● **SET TASK**:
Which lines in the records below contain the word "horn"? Pick out each of those lines and copy it in full.

● **EXTRACTED MATERIAL**:
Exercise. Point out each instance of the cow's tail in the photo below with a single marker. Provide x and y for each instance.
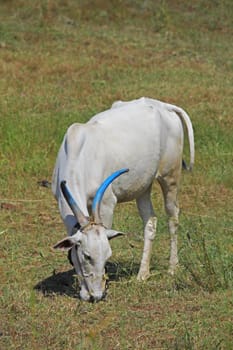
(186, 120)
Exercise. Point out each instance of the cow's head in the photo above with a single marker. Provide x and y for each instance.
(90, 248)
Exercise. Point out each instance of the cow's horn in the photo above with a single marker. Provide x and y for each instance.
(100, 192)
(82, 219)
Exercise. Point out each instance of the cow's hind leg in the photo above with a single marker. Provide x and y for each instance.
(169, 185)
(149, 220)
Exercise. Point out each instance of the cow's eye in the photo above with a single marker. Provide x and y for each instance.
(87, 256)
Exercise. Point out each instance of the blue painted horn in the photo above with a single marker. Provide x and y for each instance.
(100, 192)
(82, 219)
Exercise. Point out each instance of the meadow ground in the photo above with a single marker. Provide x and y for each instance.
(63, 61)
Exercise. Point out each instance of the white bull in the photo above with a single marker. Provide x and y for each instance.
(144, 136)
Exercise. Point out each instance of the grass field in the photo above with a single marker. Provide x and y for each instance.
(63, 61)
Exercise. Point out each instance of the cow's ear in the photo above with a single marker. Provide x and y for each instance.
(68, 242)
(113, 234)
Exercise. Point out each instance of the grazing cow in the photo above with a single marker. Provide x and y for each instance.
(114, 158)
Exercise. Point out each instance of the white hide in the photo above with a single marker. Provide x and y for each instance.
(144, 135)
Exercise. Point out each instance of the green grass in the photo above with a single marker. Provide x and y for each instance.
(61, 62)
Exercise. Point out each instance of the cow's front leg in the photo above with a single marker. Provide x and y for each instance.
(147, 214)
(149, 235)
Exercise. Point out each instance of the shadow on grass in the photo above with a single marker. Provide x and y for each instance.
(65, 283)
==
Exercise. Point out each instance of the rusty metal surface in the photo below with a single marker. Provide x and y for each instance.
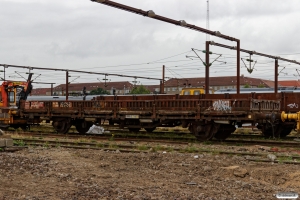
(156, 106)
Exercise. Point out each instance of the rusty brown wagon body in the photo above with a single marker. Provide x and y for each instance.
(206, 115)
* * *
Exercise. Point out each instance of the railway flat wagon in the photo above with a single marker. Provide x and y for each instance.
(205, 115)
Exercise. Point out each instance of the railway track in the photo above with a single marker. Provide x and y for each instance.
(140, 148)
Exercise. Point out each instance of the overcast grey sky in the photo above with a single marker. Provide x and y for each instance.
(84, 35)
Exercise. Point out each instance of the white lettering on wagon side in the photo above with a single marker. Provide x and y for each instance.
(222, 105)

● **TASK OUTPUT**:
Exercise. Point out each instance of the cow's horn in the photo above with a single marker. Provide x and y for each instance.
Exercise. Point out each instance of the blue painted horn in the photo above with a single marker. Provide x and y for each instance.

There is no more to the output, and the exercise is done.